**EXTRAIT SOURCE:**

****************************************

La crise de la dette souveraine en zone euro a montré que les marchés financiers réagissaient rationnellement, sanctionnant l’inadaptation de la gouvernance européenne et poussant à son amélioration. C’est probablement aussi sous leur pression que la création d’un Trésor européen, maillon indispensable à la cohésion au sein d’une zone monétaire unique, finira par se faire.

Depuis que la crise financière s’est déclenchée en 2007-2008, on a souvent vilipendé les marchés et ce à juste titre. Car contrairement au dogme de l'efficience des marchés financiers qui régnait depuis le début des années 1980, la crise a montré que les marchés financiers pouvaient directement mener le monde à la catastrophe, sans une régulation financière adéquate. Prenons l'exemple de la titrisation, soutenue et louée par les plus grandes banques centrales et alors considérée comme un puissant outil d’amélioration de l’efficience financière en disséminant auprès d’un plus grand nombre d'acteurs le risque qui ne stagnait plus au niveau des bilans des banques. Par le manque de régulation des acteurs financiers, elle n’a fait au contraire qu’augmenter le risque présent dans la sphère financière, l'entraînant jusqu'à la crise systémique la plus grave de toute l’histoire de l’humanité. La déficience des modèles, la complicité des agents de notation, la complaisance des banques centrales, l’utilisation du système et des techniques financières de la part de certains acteurs pour prendre du risque inconsidéré et le « vendre » à d’autres, tout en dissimulant la réalité des bilans, ont fini par jeter l’opprobre sur l’ensemble des marchés financiers. Ces derniers sont devenus le lieu d’affreux spéculateurs, hedge funds, banques d’affaires anglosaxonnes qui profitent de la faiblesse du système pour gagner énormément d’argent, sans vergogne pour les peuples et les nations.

****************************************

**ENREGISTREMENTS FOURNIS:**
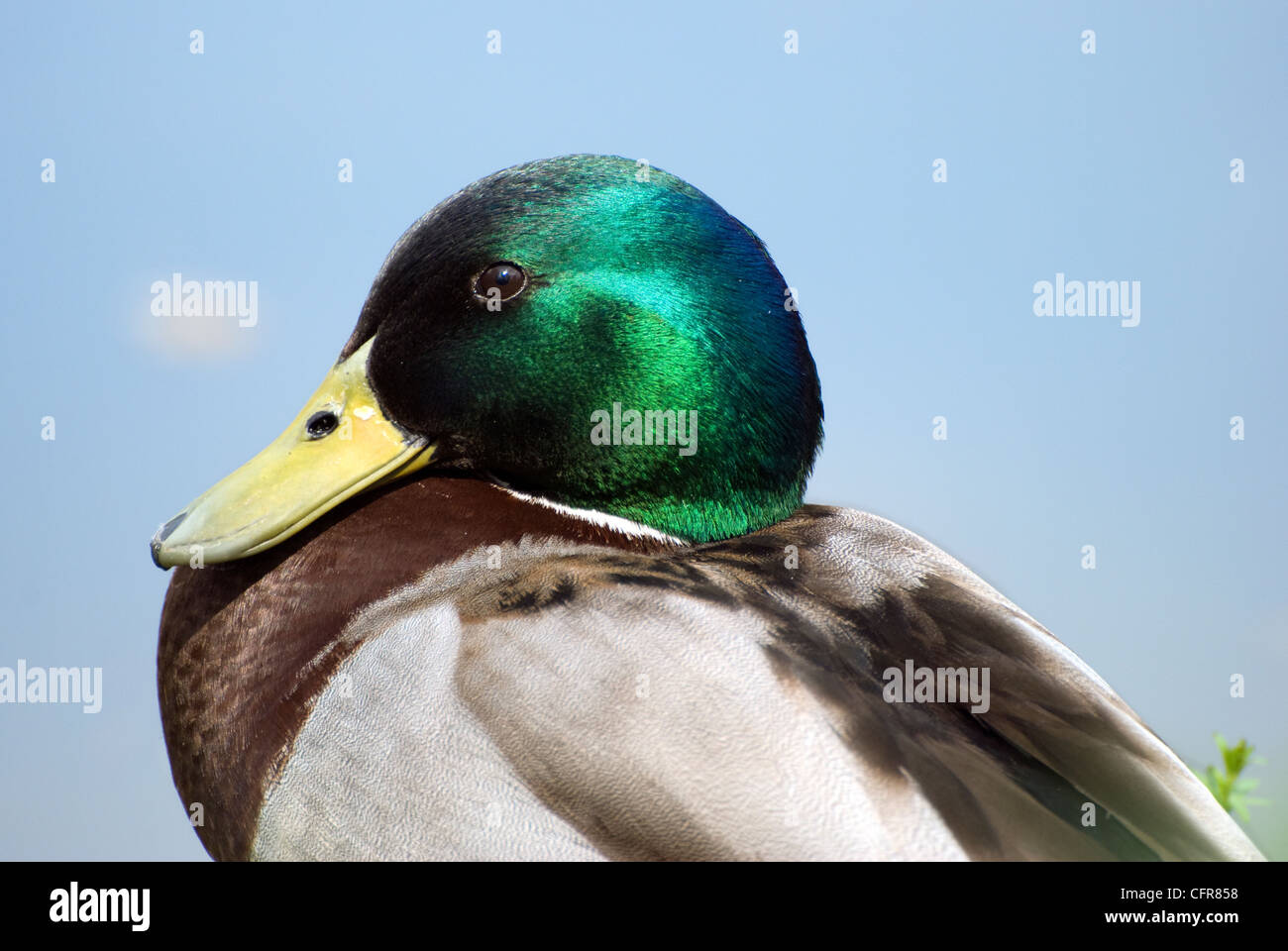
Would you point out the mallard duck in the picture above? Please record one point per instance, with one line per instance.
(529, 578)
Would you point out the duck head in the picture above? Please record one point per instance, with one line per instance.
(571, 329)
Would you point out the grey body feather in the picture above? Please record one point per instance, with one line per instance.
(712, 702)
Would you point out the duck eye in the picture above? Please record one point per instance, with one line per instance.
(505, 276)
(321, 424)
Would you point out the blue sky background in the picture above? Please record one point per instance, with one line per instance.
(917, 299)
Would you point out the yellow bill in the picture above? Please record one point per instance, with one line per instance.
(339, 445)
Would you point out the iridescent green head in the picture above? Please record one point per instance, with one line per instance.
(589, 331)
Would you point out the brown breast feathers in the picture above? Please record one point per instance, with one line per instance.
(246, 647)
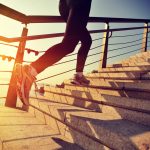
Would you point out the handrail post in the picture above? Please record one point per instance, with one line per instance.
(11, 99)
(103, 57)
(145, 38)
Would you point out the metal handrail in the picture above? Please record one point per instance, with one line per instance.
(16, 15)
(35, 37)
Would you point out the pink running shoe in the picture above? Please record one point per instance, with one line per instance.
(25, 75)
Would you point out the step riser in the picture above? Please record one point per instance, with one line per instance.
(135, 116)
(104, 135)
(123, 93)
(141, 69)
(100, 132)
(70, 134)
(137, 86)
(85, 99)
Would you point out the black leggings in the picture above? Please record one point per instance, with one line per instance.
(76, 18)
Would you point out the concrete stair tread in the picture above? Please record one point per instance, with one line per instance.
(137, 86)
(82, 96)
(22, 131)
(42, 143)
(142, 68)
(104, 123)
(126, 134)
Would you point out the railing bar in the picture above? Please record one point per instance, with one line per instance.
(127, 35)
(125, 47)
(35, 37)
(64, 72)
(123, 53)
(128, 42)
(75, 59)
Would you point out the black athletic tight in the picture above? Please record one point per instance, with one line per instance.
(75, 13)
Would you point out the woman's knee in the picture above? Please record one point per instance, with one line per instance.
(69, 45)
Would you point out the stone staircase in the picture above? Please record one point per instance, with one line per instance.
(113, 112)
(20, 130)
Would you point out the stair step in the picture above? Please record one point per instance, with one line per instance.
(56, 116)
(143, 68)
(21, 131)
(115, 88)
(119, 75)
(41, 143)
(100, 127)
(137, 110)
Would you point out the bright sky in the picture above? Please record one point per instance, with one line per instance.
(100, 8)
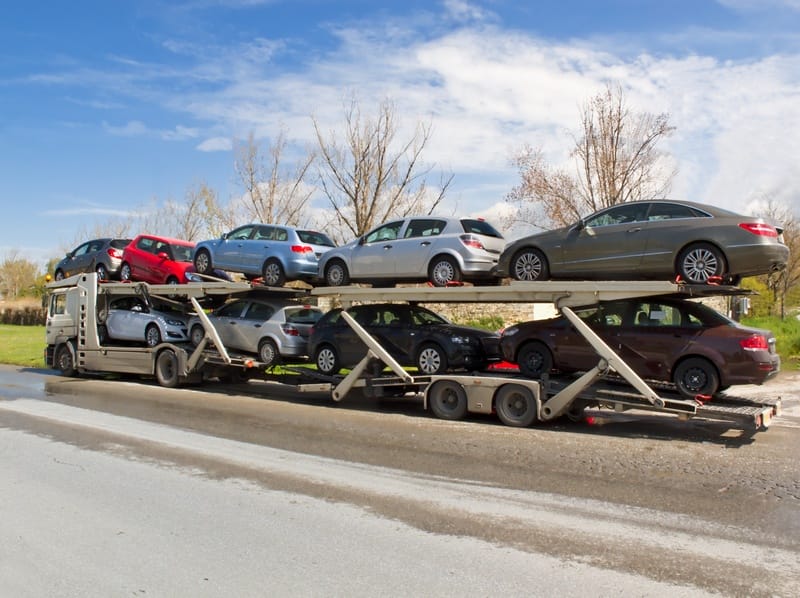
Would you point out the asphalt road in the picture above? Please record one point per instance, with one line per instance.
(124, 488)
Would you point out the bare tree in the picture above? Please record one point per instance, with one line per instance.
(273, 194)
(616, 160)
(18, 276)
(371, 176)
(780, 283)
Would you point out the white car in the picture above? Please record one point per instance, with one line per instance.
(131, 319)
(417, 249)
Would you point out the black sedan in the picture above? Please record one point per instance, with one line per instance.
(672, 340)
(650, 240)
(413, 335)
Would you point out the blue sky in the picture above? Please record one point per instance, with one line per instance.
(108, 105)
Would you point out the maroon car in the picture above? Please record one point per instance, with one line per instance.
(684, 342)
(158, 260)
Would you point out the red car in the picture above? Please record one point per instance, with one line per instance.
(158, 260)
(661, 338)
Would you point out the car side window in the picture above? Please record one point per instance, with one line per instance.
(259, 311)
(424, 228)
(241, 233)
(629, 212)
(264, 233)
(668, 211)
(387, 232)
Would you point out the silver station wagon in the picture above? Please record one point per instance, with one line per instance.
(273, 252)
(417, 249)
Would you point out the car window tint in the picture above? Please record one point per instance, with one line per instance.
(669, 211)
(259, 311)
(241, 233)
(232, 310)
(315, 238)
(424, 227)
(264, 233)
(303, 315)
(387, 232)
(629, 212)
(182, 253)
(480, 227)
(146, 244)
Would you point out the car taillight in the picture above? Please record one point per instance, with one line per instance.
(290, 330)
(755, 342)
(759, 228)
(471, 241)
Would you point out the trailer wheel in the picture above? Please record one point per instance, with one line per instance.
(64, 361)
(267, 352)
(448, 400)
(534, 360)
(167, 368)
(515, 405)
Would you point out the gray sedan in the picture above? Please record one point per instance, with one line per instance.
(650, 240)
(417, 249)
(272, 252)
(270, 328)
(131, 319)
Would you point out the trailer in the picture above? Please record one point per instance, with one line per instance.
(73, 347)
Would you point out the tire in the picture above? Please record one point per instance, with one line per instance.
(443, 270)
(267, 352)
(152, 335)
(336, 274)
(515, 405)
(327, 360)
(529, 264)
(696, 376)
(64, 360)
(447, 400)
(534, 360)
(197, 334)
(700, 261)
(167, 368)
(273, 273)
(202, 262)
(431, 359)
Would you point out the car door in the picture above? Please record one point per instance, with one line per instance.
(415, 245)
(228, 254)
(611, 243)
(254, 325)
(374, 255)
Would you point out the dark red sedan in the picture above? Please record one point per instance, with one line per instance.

****************************************

**TÂCHES DEMANDÉES:**
• A. Pouvez-vous recopier mot pour mot l'intégralité de l'extrait sur la crise de la dette souveraine en zone euro ?
• B. Combien de lignes des enregistrements contiennent la chaîne « window » ? Donnez seulement le nombre.
Les enregistrements n'ont aucun rapport avec l'extrait.

**RÉPONSES ATTENDUES:**
• A.
La crise de la dette souveraine en zone euro a montré que les marchés financiers réagissaient rationnellement, sanctionnant l’inadaptation de la gouvernance européenne et poussant à son amélioration. C’est probablement aussi sous leur pression que la création d’un Trésor européen, maillon indispensable à la cohésion au sein d’une zone monétaire unique, finira par se faire.

Depuis que la crise financière s’est déclenchée en 2007-2008, on a souvent vilipendé les marchés et ce à juste titre. Car contrairement au dogme de l'efficience des marchés financiers qui régnait depuis le début des années 1980, la crise a montré que les marchés financiers pouvaient directement mener le monde à la catastrophe, sans une régulation financière adéquate. Prenons l'exemple de la titrisation, soutenue et louée par les plus grandes banques centrales et alors considérée comme un puissant outil d’amélioration de l’efficience financière en disséminant auprès d’un plus grand nombre d'acteurs le risque qui ne stagnait plus au niveau des bilans des banques. Par le manque de régulation des acteurs financiers, elle n’a fait au contraire qu’augmenter le risque présent dans la sphère financière, l'entraînant jusqu'à la crise systémique la plus grave de toute l’histoire de l’humanité. La déficience des modèles, la complicité des agents de notation, la complaisance des banques centrales, l’utilisation du système et des techniques financières de la part de certains acteurs pour prendre du risque inconsidéré et le « vendre » à d’autres, tout en dissimulant la réalité des bilans, ont fini par jeter l’opprobre sur l’ensemble des marchés financiers. Ces derniers sont devenus le lieu d’affreux spéculateurs, hedge funds, banques d’affaires anglosaxonnes qui profitent de la faiblesse du système pour gagner énormément d’argent, sans vergogne pour les peuples et les nations.

• B. 2